Entries for pointing and labeling:
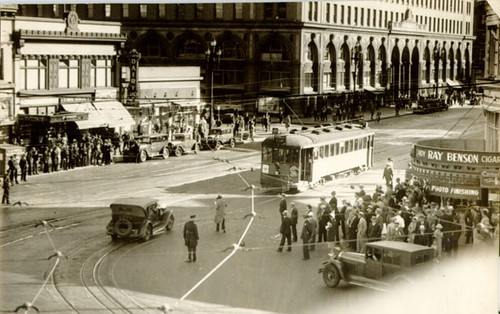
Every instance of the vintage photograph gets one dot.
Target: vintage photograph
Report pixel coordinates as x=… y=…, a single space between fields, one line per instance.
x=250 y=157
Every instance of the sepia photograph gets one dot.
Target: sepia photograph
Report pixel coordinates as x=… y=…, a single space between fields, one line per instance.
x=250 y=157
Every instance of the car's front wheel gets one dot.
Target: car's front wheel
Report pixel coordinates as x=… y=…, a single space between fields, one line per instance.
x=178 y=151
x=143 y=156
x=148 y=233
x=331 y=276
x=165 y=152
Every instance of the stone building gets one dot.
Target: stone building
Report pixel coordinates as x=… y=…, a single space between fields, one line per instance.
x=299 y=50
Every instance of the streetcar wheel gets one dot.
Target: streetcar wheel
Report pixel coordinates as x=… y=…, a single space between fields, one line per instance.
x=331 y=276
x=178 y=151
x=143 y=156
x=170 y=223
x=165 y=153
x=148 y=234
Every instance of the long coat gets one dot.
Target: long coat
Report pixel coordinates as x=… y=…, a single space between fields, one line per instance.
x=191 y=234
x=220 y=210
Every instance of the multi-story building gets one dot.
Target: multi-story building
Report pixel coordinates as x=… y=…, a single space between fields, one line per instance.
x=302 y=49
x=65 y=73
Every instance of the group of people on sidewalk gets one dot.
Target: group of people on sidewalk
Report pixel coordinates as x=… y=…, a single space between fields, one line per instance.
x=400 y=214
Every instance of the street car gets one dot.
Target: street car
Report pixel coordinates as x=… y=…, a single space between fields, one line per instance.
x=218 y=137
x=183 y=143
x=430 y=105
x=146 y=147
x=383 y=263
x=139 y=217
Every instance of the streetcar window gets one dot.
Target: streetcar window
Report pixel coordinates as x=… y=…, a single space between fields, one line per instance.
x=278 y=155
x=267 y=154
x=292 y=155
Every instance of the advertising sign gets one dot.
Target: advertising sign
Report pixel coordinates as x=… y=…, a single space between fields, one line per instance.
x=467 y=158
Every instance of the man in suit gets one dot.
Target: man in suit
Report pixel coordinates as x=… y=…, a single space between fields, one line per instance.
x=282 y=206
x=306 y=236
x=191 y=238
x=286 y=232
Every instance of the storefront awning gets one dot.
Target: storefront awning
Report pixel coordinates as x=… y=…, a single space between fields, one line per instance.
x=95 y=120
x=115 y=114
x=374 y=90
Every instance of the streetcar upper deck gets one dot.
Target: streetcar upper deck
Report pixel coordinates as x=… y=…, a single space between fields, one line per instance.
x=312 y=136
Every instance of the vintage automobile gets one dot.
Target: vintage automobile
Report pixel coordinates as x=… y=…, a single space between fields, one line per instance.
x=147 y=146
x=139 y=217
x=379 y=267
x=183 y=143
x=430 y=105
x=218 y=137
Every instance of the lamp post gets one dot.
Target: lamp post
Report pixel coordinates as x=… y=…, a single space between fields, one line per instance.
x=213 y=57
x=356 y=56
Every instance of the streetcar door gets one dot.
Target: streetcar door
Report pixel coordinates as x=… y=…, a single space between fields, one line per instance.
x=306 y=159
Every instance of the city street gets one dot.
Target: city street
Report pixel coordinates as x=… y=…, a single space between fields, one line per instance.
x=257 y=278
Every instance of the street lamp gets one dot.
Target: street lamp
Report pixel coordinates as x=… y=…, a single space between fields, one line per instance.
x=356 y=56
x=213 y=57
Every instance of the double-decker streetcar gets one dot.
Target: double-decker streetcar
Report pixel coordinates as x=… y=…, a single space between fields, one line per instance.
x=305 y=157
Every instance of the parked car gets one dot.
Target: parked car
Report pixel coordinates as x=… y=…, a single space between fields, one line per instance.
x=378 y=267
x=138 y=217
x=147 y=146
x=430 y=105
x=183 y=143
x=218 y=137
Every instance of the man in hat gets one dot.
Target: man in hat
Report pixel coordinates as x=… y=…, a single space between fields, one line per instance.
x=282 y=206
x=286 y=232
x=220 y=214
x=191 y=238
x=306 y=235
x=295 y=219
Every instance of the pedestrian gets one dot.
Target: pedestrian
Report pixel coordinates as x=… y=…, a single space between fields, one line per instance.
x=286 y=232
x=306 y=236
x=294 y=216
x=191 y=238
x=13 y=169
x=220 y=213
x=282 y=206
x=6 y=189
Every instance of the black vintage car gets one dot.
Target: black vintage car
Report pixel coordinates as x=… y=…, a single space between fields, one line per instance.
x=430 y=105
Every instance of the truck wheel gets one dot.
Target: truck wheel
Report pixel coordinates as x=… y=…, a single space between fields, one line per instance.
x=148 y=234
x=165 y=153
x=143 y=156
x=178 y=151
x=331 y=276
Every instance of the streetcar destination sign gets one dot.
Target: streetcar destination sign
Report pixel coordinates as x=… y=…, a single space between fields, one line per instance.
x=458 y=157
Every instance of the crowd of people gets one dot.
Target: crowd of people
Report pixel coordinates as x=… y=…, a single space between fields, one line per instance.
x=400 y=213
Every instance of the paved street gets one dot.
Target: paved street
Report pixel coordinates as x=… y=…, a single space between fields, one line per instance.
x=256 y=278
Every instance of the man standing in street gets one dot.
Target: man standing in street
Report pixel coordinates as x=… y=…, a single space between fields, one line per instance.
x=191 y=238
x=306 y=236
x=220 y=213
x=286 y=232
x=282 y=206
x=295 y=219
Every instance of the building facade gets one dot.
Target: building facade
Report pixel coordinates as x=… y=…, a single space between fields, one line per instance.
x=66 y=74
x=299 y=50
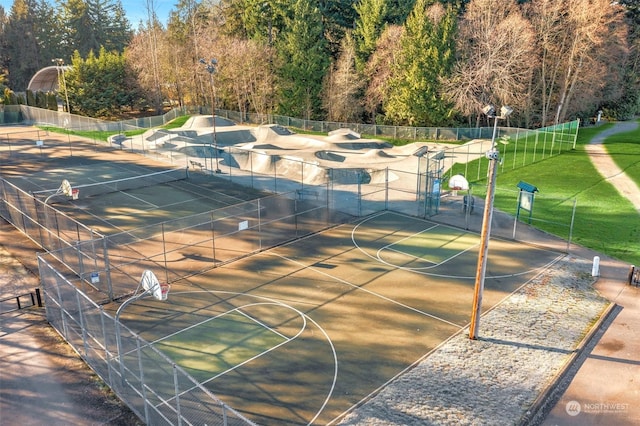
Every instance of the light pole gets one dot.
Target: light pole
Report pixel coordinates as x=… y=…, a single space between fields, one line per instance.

Work to be completed.
Reproduce the data above word for word, beginning with the line that contains "Every instance of the group" and continuing through the line that contains "x=312 y=136".

In response.
Every instance of the group of people on sidewalk gets one dot.
Target: group of people on sidewalk
Report pixel coordinates as x=… y=…, a single space between fields, one line per instance.
x=400 y=214
Every instance of the street car gets one dot.
Target: street car
Report pixel coordinates as x=… y=…, a single space between fields, one line per instance.
x=218 y=137
x=183 y=143
x=430 y=105
x=146 y=147
x=383 y=263
x=139 y=217
Every instance of the streetcar window gets one dot.
Target: streetcar window
Report pixel coordinates as x=… y=…, a single space between fields, one line per instance.
x=278 y=155
x=267 y=154
x=292 y=155
Every instance of the advertising sign gets one dot.
Target: advertising sign
Report pixel coordinates as x=… y=…, a single space between fields, one line per instance.
x=467 y=158
Every instance of the man in suit gets one dot.
Target: man in suit
Report pixel coordinates as x=… y=…, a single space between fields, one line per instance.
x=282 y=206
x=306 y=236
x=191 y=238
x=286 y=232
Every instance of the storefront awning gets one dot.
Target: storefront awning
Report pixel coordinates as x=… y=…, a single space between fields, one line per instance.
x=95 y=120
x=115 y=114
x=374 y=90
Every instance of the streetcar upper deck gets one dot.
Target: streetcar upper deck
Report pixel coordinates as x=… y=…, a single space between fields, one line per instance.
x=312 y=136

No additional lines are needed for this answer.